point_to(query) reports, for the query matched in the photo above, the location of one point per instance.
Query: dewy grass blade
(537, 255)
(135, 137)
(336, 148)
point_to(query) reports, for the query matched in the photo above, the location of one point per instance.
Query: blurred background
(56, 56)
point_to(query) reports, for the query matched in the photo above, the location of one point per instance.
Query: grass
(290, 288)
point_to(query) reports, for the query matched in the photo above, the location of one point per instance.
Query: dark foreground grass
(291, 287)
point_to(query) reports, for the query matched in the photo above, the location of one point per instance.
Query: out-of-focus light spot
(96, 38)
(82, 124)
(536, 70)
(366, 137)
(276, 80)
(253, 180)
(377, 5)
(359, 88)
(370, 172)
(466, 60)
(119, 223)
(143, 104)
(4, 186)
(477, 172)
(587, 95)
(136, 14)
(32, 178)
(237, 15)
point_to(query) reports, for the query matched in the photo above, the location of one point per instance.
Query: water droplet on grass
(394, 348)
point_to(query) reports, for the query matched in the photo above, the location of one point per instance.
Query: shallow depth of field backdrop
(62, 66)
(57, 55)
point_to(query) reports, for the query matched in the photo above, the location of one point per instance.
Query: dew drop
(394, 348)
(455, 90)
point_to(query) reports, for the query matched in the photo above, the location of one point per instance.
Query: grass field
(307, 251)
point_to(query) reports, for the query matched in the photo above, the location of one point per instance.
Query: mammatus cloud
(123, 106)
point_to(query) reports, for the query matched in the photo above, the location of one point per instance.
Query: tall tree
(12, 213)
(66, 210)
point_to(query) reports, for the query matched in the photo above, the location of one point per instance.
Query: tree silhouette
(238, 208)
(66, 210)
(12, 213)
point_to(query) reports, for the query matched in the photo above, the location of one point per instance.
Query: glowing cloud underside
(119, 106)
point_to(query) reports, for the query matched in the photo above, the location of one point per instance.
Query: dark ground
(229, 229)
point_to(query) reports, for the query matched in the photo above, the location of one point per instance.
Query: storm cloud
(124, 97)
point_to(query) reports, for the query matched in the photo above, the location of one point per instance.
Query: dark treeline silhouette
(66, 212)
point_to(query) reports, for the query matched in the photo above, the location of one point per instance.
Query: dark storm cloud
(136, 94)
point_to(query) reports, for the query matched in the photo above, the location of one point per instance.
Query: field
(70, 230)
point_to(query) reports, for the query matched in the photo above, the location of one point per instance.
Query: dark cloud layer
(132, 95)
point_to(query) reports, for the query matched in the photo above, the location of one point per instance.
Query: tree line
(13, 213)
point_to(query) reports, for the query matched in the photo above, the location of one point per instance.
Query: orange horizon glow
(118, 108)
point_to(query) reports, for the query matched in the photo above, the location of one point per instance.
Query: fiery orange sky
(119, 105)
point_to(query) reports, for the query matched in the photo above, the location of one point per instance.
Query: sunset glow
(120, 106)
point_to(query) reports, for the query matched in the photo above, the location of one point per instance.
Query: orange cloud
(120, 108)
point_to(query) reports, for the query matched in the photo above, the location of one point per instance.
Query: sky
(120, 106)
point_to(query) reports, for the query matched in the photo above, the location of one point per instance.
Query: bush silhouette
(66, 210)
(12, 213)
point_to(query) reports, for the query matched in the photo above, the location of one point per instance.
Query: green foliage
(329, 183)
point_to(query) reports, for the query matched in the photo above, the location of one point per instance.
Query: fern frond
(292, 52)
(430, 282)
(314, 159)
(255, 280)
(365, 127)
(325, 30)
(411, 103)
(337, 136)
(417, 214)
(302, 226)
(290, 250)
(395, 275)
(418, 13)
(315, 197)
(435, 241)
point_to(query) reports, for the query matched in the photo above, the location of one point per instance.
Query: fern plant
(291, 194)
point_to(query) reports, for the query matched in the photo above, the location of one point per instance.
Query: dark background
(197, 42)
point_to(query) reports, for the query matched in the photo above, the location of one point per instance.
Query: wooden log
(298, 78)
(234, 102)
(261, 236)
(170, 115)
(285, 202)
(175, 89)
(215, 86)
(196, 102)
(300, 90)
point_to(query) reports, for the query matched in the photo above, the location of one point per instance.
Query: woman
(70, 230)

________________

* [INSTRUCTIONS FOR THE TASK]
Quote every record above exactly.

* [THE REPLY]
point_to(query) reports, for the query matched in the photo above, the location of one point per instance.
Query: dewy grass blade
(537, 255)
(135, 137)
(336, 148)
point_to(query) reports, for the query matched in the photo above, the location of one point per instance.
Query: blurred background
(56, 56)
point_to(query) reports, for the query matched in the photo above, the location of one point per instance.
Query: grass
(290, 288)
point_to(query) reports, for the query matched in the photo above, the location of one point per instance.
Query: dark foreground grass
(291, 287)
point_to(query) reports, for the query matched in the photo above, the location of one point per instance.
Query: out-of-focus light spot
(96, 38)
(82, 124)
(536, 70)
(366, 137)
(276, 80)
(253, 180)
(377, 5)
(359, 88)
(370, 172)
(466, 60)
(119, 223)
(143, 104)
(4, 186)
(477, 172)
(587, 95)
(136, 14)
(32, 178)
(237, 15)
point_to(query) reports, for the query matched in the photo above, the location of one point per instance.
Query: water droplet on grass
(394, 348)
point_to(query) reports, for the query matched in the photo above, the location of one point per instance.
Query: shallow depth of field backdrop
(62, 66)
(57, 55)
point_to(query) reports, for the query matched in the photo above, the location of one point per instance.
Query: dew drop
(394, 348)
(455, 90)
point_to(query) reports, for the query matched in the photo above, the location of one point per instance.
Query: grass field
(307, 251)
point_to(query) reports, for the query matched in the photo above, the location of one point per instance.
Query: mammatus cloud
(123, 106)
point_to(query) reports, for the query matched in the photo above, the location of one point per instance.
Query: tall tree
(12, 213)
(66, 210)
point_to(query) reports, for the query matched in the photo above, the location of one point per instance.
Query: tree silhouette
(238, 208)
(66, 210)
(12, 213)
point_to(query) reports, for the query matched in the photo above, the location of one point per instance.
Query: glowing cloud underside
(119, 106)
point_to(query) reports, for the query matched in the photo above, the location of one point per instance.
Query: dark ground
(229, 229)
point_to(query) reports, for the query matched in the photo above, the location of one point per instance.
Query: storm cloud
(124, 97)
point_to(query) reports, for the query matched in the photo above, the location of one point per instance.
Query: dark treeline silhouette
(66, 212)
point_to(query) reports, for the query matched in the photo above, the location of one point per instance.
Query: dark storm cloud
(136, 94)
point_to(query) reports, for the query matched in the photo above, the location of one point per instance.
Query: field
(70, 230)
point_to(query) reports, for the query matched in the photo above, the location of one point per instance.
Query: dark cloud layer
(132, 95)
point_to(query) reports, for the query matched in the photo above, the location of one point per instance.
Query: tree line
(13, 213)
point_to(query) reports, for the query matched in the photo above, the location of one point per instance.
Query: orange horizon glow
(118, 108)
point_to(query) reports, for the query matched in the photo above, the location of one point per instance.
Query: fiery orange sky
(119, 105)
point_to(query) reports, for the query matched in the photo above, the location of one point per instance.
Query: sunset glow
(120, 106)
point_to(query) reports, for the query matched in the photo above, the location of one point per instance.
Query: orange cloud
(120, 108)
point_to(query) reports, for the query matched in the photo above, the location of one point per instance.
Query: sky
(120, 106)
point_to(query) reports, for the query matched in the photo above, the location of one point per instance.
Query: bush silhouette
(66, 210)
(12, 213)
point_to(query) reports, for the query matched in the photo above, the location of one point per instance.
Query: green foliage
(329, 183)
point_to(query) reports, for the query matched in the photo above, the location of one point per instance.
Query: fern frond
(292, 52)
(430, 282)
(314, 159)
(255, 280)
(365, 127)
(325, 30)
(411, 103)
(337, 136)
(417, 214)
(302, 226)
(290, 250)
(395, 275)
(418, 13)
(315, 197)
(435, 241)
point_to(query) reports, for the query matched in the photo above, the location of one point per instance.
Query: fern plant
(291, 194)
point_to(query) reports, for the query matched in the photo above, the location of one point per instance.
Query: dark background
(197, 42)
point_to(query) reports, for the query matched in the photo above, the location of one point per instance.
Query: wooden log
(298, 78)
(234, 102)
(261, 236)
(170, 115)
(285, 202)
(175, 89)
(215, 86)
(196, 102)
(300, 90)
point_to(query) reports, for the query matched in the photo above, the location of one point per instance.
Query: woman
(70, 230)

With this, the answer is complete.